● **Completa quanto segue**:
a: Ricopia parola per parola il brano selezionato, dalle parole "Catanzaro, 28 marzo" fino alle parole "di Daniele Salvo." incluse.
b: Elenca tutti gli aggettivi che il brano selezionato usa per descrivere le voci dei quattro interpreti.

Catanzaro, 28 marzo 2019. In scena al Teatro Comunale, per la stagione teatrale organizzata da AMA Calabria, Se questo è un uomo, reading di alcune pagine dell’opera autobiografica di Primo Levi, una delle testimonianze più alte e significative del funesto periodo nazista, con Daniele Salvo, Martino Duane, Patrizio Cigliano, Simone Ciampi, regia di Daniele Salvo.

Scarne ed essenziali le scene firmate da Fabiana Di Marco. Quattro leggii, valigie impolverate di passeggeri senza ritorno, sedie rovesciate, mucchietti di scarpe  e di abiti come macerie della storia che acquistano il valore di metafore.  Un grande schermo-fondale getta le mute immagini filmiche, elaborate da Michele Salvezza, sul palcoscenico e la fa vivere attraverso l’attore-voce su contrappunti di un paesaggio sonoro curato da Fabrizio Cioccolini.

Ma il carico emotivo imprigionato nella scrittura, per dar senso al proprio peso, ha bisogno di inquietudini.

Le voci di Daniele Salvo, Martino Duane, Patrizio Cigliano, Simone Ciampi si alternano calde, forti, taglienti, sommesse, imperiose, severe, potenti, vibranti per una lettura critica e, nello stesso tempo, mai prevaricante il testo ma capace di trasmettere emozioni e accensioni liriche mediando tra i due diversi linguaggi espressivi e ponendosi come attivo scambio di segni tra la narrazione dell’autore e l’intenzione registica che tende all’isomorfismo tra parola agita e concretezza visiva.

● **Informazioni estratte**:
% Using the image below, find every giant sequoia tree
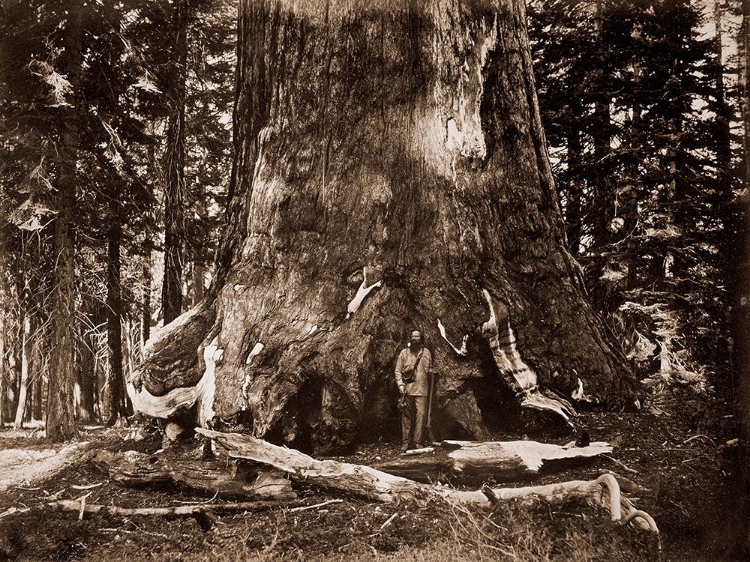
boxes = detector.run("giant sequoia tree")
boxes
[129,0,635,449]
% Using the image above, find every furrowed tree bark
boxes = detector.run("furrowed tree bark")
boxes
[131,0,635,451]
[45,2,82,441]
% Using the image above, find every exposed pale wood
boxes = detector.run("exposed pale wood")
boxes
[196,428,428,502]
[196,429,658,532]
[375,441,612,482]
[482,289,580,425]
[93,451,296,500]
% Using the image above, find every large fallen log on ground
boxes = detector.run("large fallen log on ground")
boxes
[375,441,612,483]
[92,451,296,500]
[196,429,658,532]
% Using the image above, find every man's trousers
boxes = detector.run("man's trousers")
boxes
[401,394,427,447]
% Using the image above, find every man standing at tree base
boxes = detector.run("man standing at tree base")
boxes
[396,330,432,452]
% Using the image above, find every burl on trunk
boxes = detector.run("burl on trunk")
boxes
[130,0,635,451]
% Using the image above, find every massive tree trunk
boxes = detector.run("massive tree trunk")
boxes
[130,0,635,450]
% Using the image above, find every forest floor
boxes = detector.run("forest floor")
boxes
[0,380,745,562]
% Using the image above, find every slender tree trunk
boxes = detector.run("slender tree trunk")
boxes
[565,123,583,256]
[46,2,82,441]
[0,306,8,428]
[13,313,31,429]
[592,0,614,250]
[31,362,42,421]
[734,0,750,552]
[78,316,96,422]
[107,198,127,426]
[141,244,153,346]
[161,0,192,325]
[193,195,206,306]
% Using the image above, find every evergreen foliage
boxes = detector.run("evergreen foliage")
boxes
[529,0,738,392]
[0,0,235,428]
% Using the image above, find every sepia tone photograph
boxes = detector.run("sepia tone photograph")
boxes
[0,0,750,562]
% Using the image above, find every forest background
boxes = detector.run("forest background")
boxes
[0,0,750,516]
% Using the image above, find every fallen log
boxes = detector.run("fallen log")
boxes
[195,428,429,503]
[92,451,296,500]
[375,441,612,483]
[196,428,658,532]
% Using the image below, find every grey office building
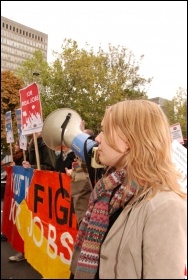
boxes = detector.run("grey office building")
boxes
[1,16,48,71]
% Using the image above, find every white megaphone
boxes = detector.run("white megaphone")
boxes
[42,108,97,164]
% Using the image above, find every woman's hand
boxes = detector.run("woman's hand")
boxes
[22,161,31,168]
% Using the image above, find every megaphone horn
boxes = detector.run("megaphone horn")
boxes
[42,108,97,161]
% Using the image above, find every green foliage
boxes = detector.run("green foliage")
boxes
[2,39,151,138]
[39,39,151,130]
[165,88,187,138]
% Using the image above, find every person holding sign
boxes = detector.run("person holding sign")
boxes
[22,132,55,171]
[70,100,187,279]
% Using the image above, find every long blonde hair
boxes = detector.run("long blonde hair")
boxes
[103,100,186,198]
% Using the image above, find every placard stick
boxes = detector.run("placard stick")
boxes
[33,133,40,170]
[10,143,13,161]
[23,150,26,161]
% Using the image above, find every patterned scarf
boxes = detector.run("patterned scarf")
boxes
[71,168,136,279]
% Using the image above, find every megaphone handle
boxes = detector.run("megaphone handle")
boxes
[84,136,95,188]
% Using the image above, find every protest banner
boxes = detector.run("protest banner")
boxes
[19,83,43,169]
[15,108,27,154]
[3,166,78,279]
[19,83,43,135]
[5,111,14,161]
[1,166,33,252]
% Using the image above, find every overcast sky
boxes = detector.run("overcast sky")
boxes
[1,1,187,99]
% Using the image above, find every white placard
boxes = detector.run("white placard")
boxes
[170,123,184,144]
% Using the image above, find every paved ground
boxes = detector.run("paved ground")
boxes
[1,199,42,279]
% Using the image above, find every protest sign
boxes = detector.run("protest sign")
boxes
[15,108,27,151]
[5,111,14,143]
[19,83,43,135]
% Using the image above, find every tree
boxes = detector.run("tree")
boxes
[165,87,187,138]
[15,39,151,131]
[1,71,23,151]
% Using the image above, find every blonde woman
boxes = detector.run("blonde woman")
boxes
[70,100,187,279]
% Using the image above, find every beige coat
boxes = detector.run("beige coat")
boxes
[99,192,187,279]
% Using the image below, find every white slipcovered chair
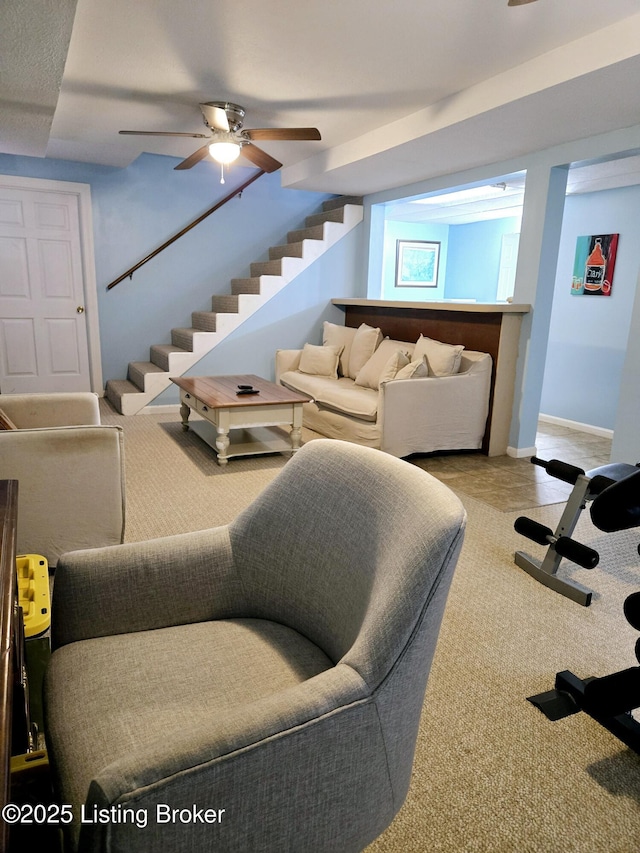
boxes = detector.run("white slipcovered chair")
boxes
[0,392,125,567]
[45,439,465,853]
==
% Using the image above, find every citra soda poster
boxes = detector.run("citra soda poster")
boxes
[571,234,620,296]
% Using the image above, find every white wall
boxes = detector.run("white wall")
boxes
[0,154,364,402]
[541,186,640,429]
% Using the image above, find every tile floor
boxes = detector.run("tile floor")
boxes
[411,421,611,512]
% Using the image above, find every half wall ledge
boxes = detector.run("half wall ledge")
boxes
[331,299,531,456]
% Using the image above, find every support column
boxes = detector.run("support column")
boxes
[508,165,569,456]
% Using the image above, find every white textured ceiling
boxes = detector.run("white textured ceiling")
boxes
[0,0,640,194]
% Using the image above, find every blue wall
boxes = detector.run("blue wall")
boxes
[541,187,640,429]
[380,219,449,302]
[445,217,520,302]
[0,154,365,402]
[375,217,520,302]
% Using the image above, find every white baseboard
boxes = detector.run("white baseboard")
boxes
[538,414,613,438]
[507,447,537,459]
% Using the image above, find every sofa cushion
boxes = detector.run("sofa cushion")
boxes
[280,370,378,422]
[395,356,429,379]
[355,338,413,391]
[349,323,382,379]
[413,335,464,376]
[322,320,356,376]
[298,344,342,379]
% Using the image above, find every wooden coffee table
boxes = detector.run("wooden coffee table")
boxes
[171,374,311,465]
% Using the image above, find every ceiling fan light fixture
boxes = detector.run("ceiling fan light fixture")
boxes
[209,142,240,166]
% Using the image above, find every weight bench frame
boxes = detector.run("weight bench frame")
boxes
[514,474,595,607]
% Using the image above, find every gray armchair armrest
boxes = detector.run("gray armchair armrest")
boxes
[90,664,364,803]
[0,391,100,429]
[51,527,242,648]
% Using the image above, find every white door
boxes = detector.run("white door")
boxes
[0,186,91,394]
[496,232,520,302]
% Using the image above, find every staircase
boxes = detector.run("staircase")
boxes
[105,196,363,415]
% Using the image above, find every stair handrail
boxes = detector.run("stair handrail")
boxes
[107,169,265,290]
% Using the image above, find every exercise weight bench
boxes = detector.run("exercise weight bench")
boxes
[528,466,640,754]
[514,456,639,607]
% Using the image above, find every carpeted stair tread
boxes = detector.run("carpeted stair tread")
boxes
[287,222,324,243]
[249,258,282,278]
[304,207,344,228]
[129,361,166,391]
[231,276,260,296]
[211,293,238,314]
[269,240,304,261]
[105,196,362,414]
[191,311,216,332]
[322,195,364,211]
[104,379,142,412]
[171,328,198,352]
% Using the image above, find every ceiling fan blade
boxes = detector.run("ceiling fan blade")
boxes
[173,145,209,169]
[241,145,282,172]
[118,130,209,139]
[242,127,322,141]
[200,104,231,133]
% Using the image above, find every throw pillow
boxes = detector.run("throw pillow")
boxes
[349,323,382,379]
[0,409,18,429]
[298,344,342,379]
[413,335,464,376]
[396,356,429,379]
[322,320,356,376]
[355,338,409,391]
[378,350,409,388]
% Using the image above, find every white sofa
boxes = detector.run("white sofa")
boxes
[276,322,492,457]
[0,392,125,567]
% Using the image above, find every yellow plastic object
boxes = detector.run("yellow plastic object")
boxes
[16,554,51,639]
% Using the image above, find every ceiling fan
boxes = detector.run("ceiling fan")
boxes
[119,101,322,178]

● **Risposte ai compiti**:
a:
Catanzaro, 28 marzo 2019. In scena al Teatro Comunale, per la stagione teatrale organizzata da AMA Calabria, Se questo è un uomo, reading di alcune pagine dell’opera autobiografica di Primo Levi, una delle testimonianze più alte e significative del funesto periodo nazista, con Daniele Salvo, Martino Duane, Patrizio Cigliano, Simone Ciampi, regia di Daniele Salvo.

b: calde, forti, taglienti, sommesse, imperiose, severe, potenti, vibranti